=== TASK BRIEF ===
Output the material below unchanged, apart from leaving out the pictures.
'''
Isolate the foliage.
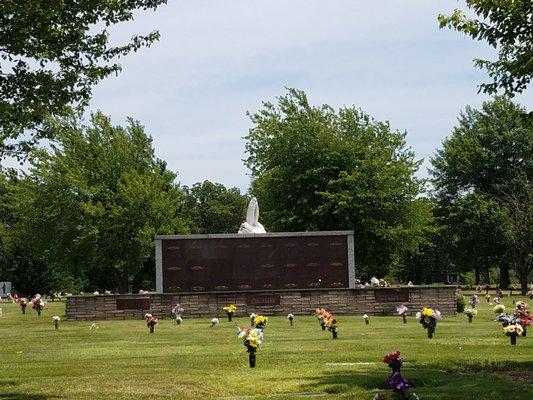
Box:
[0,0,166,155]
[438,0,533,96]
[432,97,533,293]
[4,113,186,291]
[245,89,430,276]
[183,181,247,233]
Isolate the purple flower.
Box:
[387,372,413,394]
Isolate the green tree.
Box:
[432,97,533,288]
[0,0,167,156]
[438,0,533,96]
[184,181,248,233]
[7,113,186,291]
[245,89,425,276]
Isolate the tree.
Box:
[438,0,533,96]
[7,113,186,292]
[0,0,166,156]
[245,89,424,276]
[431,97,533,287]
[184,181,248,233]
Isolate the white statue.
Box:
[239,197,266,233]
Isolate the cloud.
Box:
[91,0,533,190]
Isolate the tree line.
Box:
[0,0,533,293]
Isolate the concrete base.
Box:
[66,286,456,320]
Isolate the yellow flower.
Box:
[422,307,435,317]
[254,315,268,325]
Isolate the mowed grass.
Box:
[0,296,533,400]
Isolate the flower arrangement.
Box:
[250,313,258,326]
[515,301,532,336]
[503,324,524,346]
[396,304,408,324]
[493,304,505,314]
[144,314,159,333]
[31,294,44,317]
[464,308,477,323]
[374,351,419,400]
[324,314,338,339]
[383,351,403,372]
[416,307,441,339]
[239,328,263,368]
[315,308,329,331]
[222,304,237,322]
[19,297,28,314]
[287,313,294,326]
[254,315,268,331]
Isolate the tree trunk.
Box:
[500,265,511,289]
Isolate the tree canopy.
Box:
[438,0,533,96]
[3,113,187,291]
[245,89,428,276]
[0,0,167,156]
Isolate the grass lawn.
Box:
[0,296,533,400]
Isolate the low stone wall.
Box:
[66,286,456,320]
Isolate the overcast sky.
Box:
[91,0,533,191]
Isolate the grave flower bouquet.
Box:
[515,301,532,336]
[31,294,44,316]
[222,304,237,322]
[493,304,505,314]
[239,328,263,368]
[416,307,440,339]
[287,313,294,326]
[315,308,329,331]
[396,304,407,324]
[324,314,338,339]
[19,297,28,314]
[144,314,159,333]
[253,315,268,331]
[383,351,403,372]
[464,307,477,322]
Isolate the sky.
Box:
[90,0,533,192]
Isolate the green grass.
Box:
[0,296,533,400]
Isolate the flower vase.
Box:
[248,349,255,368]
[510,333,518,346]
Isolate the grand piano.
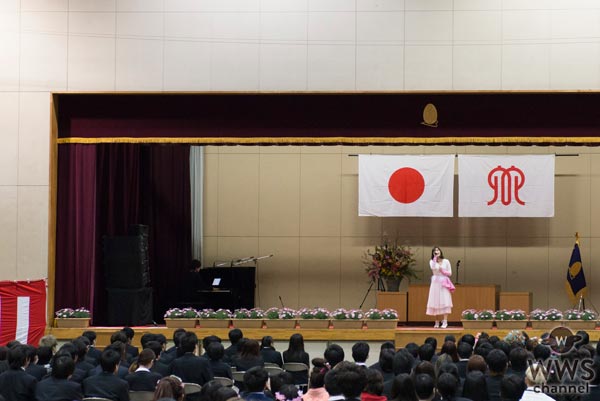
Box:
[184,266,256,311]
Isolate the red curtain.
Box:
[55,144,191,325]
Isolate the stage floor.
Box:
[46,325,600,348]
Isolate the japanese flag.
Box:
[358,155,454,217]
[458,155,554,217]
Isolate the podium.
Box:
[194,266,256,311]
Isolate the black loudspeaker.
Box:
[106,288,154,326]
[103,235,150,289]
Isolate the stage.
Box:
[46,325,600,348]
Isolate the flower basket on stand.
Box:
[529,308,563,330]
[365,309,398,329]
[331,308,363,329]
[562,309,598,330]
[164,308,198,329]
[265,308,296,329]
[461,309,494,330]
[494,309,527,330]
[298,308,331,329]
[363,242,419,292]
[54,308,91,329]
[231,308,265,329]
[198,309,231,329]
'''
=== WRITTEN SOLUTION ===
Isolate the foliage.
Box:
[0,0,166,155]
[438,0,533,96]
[432,97,533,293]
[4,113,186,291]
[245,89,430,276]
[183,181,247,233]
Isolate the purple flower.
Box:
[387,372,413,394]
Isolate the green tree.
Box:
[432,97,533,288]
[0,0,167,156]
[438,0,533,96]
[184,181,248,233]
[7,113,186,291]
[245,89,425,276]
Isolate the tree.
Box:
[438,0,533,96]
[7,113,186,292]
[0,0,166,156]
[245,89,424,276]
[431,97,533,287]
[184,181,248,233]
Isolate the white statue.
Box:
[239,197,266,233]
Isolate the cloud.
Box:
[91,0,533,190]
Isolate the tree line.
Box:
[0,0,533,293]
Isolate the concrete base.
Box:
[66,286,456,320]
Isolate the yellow flower.
Box:
[422,307,435,317]
[254,315,268,325]
Isolate the mowed grass.
Box:
[0,296,533,400]
Isolate the flower arrangement.
Box:
[250,313,258,326]
[515,301,532,336]
[503,324,524,346]
[396,304,408,324]
[493,304,505,314]
[144,314,159,333]
[31,294,44,317]
[464,308,477,323]
[374,351,419,400]
[324,314,338,339]
[383,351,403,372]
[416,307,441,339]
[239,328,263,368]
[315,308,329,331]
[222,304,237,322]
[19,297,28,314]
[287,313,294,326]
[254,315,268,331]
Isolate the tree trunk.
Box:
[500,265,511,289]
Isolate the tree canopy.
Box:
[438,0,533,96]
[3,113,187,291]
[245,89,428,276]
[0,0,167,156]
Isolate the grass lawn.
Box:
[0,296,533,400]
Isolate the low stone wall.
Box:
[66,286,456,320]
Isolate the overcast sky.
Box:
[91,0,533,191]
Isolate the grave flower bouquet.
Box:
[515,301,532,336]
[31,294,44,316]
[222,304,237,322]
[493,304,505,314]
[239,328,263,368]
[416,307,440,339]
[287,313,294,326]
[315,308,329,331]
[396,304,407,324]
[324,314,338,339]
[19,297,28,314]
[144,314,159,333]
[253,315,268,331]
[383,351,403,372]
[464,307,477,322]
Isolate the sky.
Box:
[90,0,533,192]
Isolate the green grass.
Box:
[0,296,533,400]
Isolate the flower vase.
Box:
[248,349,255,368]
[510,333,518,346]
Isolate the grand piano.
Box:
[184,266,256,311]
Isolate the red curtain.
Box:
[55,144,191,325]
Isolate the stage floor.
Box:
[46,325,600,348]
Isolate the japanese flag.
Box:
[358,155,454,217]
[458,155,554,217]
Isolate the podium.
Box:
[194,266,256,311]
Isolate the black loudspeaker.
Box:
[106,288,154,326]
[103,235,150,289]
Isolate the stage.
Box:
[46,325,600,348]
Isolate the flower basket on stand.
Box:
[529,308,563,330]
[365,309,398,329]
[331,308,363,329]
[562,309,598,330]
[164,308,198,329]
[265,308,296,329]
[461,309,494,330]
[494,309,527,330]
[298,308,331,329]
[363,242,419,292]
[54,308,91,329]
[231,308,265,329]
[198,309,231,329]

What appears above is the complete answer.